• _What is needed_:
Reproduce all of the entries below exactly, without images.
..............................
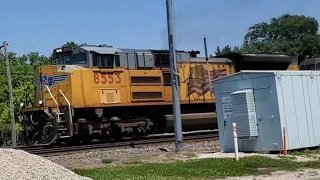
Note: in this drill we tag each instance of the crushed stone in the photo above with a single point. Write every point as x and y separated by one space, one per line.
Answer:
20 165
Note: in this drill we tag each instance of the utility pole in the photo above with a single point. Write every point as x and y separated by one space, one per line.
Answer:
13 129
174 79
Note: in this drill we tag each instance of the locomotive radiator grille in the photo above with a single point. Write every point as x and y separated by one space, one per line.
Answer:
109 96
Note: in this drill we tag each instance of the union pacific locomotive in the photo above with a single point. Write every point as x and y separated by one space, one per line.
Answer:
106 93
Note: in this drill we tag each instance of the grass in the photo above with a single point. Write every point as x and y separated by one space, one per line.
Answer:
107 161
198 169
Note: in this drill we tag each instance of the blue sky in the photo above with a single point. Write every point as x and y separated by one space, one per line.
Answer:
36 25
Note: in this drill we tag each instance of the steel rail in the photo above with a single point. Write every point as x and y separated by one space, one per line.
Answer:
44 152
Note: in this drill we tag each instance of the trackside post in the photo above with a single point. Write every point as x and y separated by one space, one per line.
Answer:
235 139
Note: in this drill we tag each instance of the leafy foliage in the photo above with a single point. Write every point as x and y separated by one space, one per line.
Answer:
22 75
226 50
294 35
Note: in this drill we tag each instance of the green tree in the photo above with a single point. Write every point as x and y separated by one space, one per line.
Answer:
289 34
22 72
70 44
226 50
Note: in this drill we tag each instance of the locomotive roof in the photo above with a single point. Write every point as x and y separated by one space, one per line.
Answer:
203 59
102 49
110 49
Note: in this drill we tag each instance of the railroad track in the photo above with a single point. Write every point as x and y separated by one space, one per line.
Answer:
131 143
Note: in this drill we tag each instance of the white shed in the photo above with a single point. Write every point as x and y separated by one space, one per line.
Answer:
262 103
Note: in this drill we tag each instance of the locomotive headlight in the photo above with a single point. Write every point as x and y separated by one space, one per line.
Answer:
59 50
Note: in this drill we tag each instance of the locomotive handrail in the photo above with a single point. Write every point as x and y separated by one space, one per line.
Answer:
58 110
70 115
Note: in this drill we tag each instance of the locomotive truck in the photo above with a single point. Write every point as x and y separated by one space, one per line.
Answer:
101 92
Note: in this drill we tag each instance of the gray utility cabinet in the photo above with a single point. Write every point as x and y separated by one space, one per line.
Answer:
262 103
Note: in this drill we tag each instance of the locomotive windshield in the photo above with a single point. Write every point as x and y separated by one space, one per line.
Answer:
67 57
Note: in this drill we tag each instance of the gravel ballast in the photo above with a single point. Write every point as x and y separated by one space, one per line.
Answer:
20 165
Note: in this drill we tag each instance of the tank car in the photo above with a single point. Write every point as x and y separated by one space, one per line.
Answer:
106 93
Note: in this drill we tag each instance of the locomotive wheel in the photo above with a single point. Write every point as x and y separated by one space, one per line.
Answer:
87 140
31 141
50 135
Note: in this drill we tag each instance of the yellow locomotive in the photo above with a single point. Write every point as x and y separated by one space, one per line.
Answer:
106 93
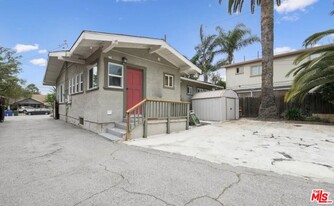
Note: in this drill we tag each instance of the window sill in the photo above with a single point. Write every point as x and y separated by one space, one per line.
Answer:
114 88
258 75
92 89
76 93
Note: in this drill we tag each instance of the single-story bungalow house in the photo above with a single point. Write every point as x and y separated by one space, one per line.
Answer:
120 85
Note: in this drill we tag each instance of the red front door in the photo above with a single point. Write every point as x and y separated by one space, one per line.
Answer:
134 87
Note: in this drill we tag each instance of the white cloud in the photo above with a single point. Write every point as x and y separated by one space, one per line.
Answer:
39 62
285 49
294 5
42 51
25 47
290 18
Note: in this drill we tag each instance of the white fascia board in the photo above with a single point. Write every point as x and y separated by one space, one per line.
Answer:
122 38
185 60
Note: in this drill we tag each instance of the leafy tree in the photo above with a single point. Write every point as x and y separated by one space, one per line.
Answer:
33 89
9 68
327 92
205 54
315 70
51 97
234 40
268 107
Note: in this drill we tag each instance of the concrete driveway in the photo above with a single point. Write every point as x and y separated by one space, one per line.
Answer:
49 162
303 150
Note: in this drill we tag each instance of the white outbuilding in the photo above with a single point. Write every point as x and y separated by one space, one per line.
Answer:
..............................
• _Output_:
Note: in this drill we tag each instance of the crushed stone in the photo above with a single point. Write every point as x and y separated by one space, one per line.
Answer:
20 165
Note: in this drill we tag each instance of the utility pole in the photo above with a single point. Write every point as x and y separated by one space, one per line.
Answer:
13 129
174 79
Note: in this drill we tag each instance of the locomotive radiator grille in the photo above with a single point. Write every point as x and y separated by one space, one per line.
Answer:
109 96
Note: in this drill we tag each instance of the union pacific locomotive in the photo above with a single point. Write every point as x and y separated by one space, one per line.
Answer:
106 93
Note: in this drill we tag each instance of the grass in the photo above with a single point. Write every point as x and y separated by one space, one per line.
Answer:
107 161
198 169
Note: in this drill we tag each instance of the blue sky in the photo above with a single point. Write every point as x and y separated by one space, one per line.
Answer:
36 25
Note: in this drill we tag each instance of the steel rail in the photo above with a single point. Write every point as x and y separated by one space, one per line.
Answer:
44 152
Note: in this drill we tag each instance of the trackside post in the photo above with a single point. Write every point as x and y separated by one space, one per line.
Answer:
235 139
Note: in this drill we tag each instance of the leafy foliage in the photo above with a single point. Write every point as x and y separated by one space, one per line.
Answer:
22 75
226 50
294 35
Note: in this drill we tag each instance of the green tree in the photo above with a single point. Write every point as x and y separated by one space, one per line.
Answer:
289 34
22 72
70 44
226 50
Note: in this drill we tag each instance of the locomotive roof in the photo above with a single point. Write every point as x and y separated by one space, one per line.
Answer:
203 59
102 49
110 49
Note: in this drill we tag each instance of the railroad track in the photo above with a single point. Write every point as x and y separated by one space, one per line.
Answer:
131 143
Note: in this drill we tag each instance of the white shed in the photo above with a single point. Write every point as x and y separated by one space, one per line.
Answer:
262 103
Note: in this drill we tag each instance of the locomotive headlight in the photo above with a single point. Write every point as x and y separated by one space, one per line.
Answer:
59 50
Note: in this drill we tag each instance of the locomotive handrail in the photo above with a single point. Write every point as x and y separated by one space, one per line.
Answer:
58 110
70 115
Note: in this drill we tag each instance of the locomotive truck in the photo above with a single point. Write every point as x and y separated by one space, one per line.
Answer:
101 92
Note: in this drill we tag each instance of the gray utility cabinet in the photo above with a single point. Write every point as x and y separated by one space, one per line.
Answer:
262 103
Note: in this drill we tag each instance of the locomotive windshield in the photo above with a single point. Write every point as x and y separated by one space, one per line.
Answer:
67 57
Note: in this drill we tag each instance of the gravel ballast in the photo above with a single point. Write every point as x and y separated by one space, one per line.
Answer:
20 165
Note: in this drill we tag each instance of the tank car in the photo above with a single point. Write every point as x and y separated by one space, one per line.
Answer:
106 93
Note: in this drill we tag each instance of the locomotive wheel in the photo above with a single point. Write every point as x and y separated by one space, one per line.
Answer:
87 140
31 141
50 135
Note: in this drill we tag each instance of the yellow locomotive in the photo above with a single point. Write every point as x and y separated by one space, one per line.
Answer:
106 93
Note: in this drill we tag each instance of the window sill in the photo above with a single point. Write every point as x and y separated by one space, one per line.
Answer:
114 88
258 75
92 89
76 93
Note: in this drill we tag each instance of the single-story bungalow house in the photo above with a single point. Write every point as x and y separated by one space, one per line.
Answer:
120 85
Note: in this drill we tag each instance of the red front door in the photo above with a single point. Write every point as x and y separated by one space, one per line.
Answer:
134 87
Note: in this drill we tag each instance of the white cloud in the photo above with a single point. Write every point as x and y separated by one space, one per line.
Answer:
39 62
285 49
294 5
42 51
25 47
290 18
Note: in this drill we tag each instance of the white fascia board in the photo above with a single point. Write every point as x and y separated by one space, one per line.
Answer:
122 38
185 60
Note: in this drill we tag each instance of the leafy tree in the photo above with a single point. Write every point as x and y separated by one space, one per line.
Answer:
33 89
9 68
327 92
205 54
315 70
51 97
234 40
268 107
Note: in this drill we tag each instance of the concrete driveway in the photo above with a single point. Write every point as x and y separated by one space, one per line.
Answer:
49 162
303 150
Note: in this drill we tag each instance of the white outbuilding in the photo above with a single point. Write every point as x and y separated by one space, one per line.
Answer:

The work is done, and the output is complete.